**GIVEN PROBLEM**
Give every entry again, word for word.

**EXTRACTED ENTRIES**

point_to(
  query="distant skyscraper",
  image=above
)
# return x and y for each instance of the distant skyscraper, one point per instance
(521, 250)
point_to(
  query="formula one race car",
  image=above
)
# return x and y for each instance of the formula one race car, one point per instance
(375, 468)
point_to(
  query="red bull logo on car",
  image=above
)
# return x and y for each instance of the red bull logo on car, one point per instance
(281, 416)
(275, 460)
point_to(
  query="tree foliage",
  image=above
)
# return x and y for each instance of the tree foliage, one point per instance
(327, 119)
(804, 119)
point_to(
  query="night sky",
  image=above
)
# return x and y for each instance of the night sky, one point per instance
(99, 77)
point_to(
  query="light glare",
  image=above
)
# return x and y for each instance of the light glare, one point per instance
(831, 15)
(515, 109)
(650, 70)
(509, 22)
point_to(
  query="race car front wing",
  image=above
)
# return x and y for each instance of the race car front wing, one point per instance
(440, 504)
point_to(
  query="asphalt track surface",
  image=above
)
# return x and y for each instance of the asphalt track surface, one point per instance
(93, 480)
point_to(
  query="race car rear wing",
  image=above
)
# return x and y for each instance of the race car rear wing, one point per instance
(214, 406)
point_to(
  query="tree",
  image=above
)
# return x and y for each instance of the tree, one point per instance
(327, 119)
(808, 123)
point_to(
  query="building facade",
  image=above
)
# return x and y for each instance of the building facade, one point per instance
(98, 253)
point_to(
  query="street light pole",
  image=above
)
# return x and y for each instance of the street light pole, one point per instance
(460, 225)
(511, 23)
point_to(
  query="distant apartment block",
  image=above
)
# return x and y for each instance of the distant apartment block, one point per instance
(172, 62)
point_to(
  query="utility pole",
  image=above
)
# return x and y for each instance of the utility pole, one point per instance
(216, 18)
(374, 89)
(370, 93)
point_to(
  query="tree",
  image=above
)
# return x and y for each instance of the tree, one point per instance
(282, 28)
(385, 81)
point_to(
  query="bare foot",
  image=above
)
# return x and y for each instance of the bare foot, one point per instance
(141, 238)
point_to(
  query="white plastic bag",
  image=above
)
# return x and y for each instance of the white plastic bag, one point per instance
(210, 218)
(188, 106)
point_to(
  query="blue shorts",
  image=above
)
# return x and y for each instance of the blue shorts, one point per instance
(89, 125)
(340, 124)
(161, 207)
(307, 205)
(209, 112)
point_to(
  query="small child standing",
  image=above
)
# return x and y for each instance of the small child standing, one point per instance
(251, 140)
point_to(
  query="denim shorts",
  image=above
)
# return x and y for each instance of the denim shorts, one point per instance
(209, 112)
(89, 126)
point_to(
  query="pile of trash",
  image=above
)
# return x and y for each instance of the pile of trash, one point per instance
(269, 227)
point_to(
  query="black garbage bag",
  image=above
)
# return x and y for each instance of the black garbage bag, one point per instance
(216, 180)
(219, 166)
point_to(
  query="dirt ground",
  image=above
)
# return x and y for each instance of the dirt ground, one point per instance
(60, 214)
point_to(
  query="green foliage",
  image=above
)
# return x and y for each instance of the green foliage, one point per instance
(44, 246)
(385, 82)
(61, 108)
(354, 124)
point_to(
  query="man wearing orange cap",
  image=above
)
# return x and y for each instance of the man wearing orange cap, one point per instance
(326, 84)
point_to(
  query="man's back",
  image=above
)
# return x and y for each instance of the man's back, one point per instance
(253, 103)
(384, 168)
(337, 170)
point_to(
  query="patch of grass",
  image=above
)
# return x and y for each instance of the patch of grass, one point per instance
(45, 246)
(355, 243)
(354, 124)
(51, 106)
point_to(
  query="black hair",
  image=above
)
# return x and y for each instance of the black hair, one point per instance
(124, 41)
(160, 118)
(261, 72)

**EXERCISE RESPONSE**
point_to(
  query="distant skyscraper",
  image=above
)
# return x and y for each instance of the distant skyscraper, one point per instance
(521, 250)
point_to(
  query="formula one race car",
  image=above
)
# return x and y for each instance of the formula one race car, one point per instance
(375, 468)
point_to(
  query="red bull logo on car",
  image=above
)
# return x and y for each instance of the red bull logo on car, one point per instance
(281, 416)
(275, 460)
point_to(
  query="tree foliage",
  image=above
)
# return x and y for each instance of the tree foliage, one point per instance
(327, 119)
(804, 119)
point_to(
  query="night sky",
  image=above
)
# return x and y for each instance of the night sky, one point per instance
(99, 77)
point_to(
  query="light glare",
  image=above
)
# return x and y for each instance of the light glare, one point per instance
(831, 15)
(515, 109)
(650, 70)
(509, 22)
point_to(
  query="race car front wing",
  image=above
)
# return x and y for each instance of the race car front wing, one point per instance
(440, 504)
point_to(
  query="asphalt track surface",
  image=above
)
# return x and y for each instance of the asphalt track surface, one point per instance
(93, 480)
point_to(
  query="race car rear wing",
  image=above
)
# return x and y for each instance of the race car rear wing, one point per instance
(214, 406)
point_to(
  query="tree",
  image=above
)
# return x and y for each instance of the tree, one point per instance
(327, 119)
(808, 123)
point_to(
  query="building facade",
  image=above
)
# return x and y for each instance of the building facade, one point per instance
(98, 253)
point_to(
  query="street light pole",
  image=above
)
# return x and y for each instance of the street light pole, one point per instance
(460, 225)
(511, 23)
point_to(
  query="distant apartment block",
  image=above
)
# return x and y for each instance of the distant apartment block, one point per instance
(172, 62)
point_to(
  query="utility pole",
  image=above
)
# return x and y for each instance of the utility pole, one point per instance
(216, 18)
(374, 89)
(370, 93)
point_to(
  query="tree",
  image=above
)
# return x and y for each instance of the tree, one point per instance
(282, 28)
(385, 81)
point_to(
  query="bare foot",
  image=above
)
# return x and y for each instance of the bare foot, one point per instance
(141, 238)
point_to(
  query="white plastic bag",
  image=above
)
# return x and y for each instance of the white plastic bag, one point per instance
(210, 218)
(188, 106)
point_to(
  query="blue shorts",
  image=above
)
# return x and y for each instance of the blue shorts, one point per instance
(89, 125)
(340, 124)
(161, 207)
(307, 205)
(209, 112)
point_to(
  query="small child standing",
  image=above
)
# return x and y for each instance of the small child standing, one point per instance
(251, 140)
point_to(
  query="denim shorts",
  image=above
)
# return x and y for each instance of the denim shorts, one point per instance
(209, 112)
(89, 126)
point_to(
  query="pile of trash",
  image=above
)
# return x and y for each instance of the pile of trash, one point per instance
(269, 227)
point_to(
  query="black garbage bag",
  image=above
)
# return x and y for each instance of the black garbage bag, one point per instance
(216, 180)
(219, 166)
point_to(
  query="dirt ground",
  image=above
)
# return x and y for each instance of the dirt ground, one point per instance
(60, 214)
point_to(
  query="green foliage",
  image=above
)
# return x and y for each instance of the green foliage, one point per instance
(44, 246)
(385, 82)
(61, 108)
(354, 124)
point_to(
  query="man wearing orange cap",
  image=above
)
# return x and y for each instance of the man wearing orange cap, one point per instance
(326, 84)
point_to(
  query="man's back",
  image=above
)
# return x and y for each instance of the man's back, one point per instance
(253, 103)
(384, 168)
(337, 170)
point_to(
  query="patch of grass",
  image=above
)
# return x and y for each instance of the patch of grass, one point per instance
(45, 246)
(355, 243)
(354, 124)
(51, 106)
point_to(
  query="black hair",
  image=above
)
# return x and y for each instance of the black hair, one point per instance
(124, 41)
(160, 118)
(261, 72)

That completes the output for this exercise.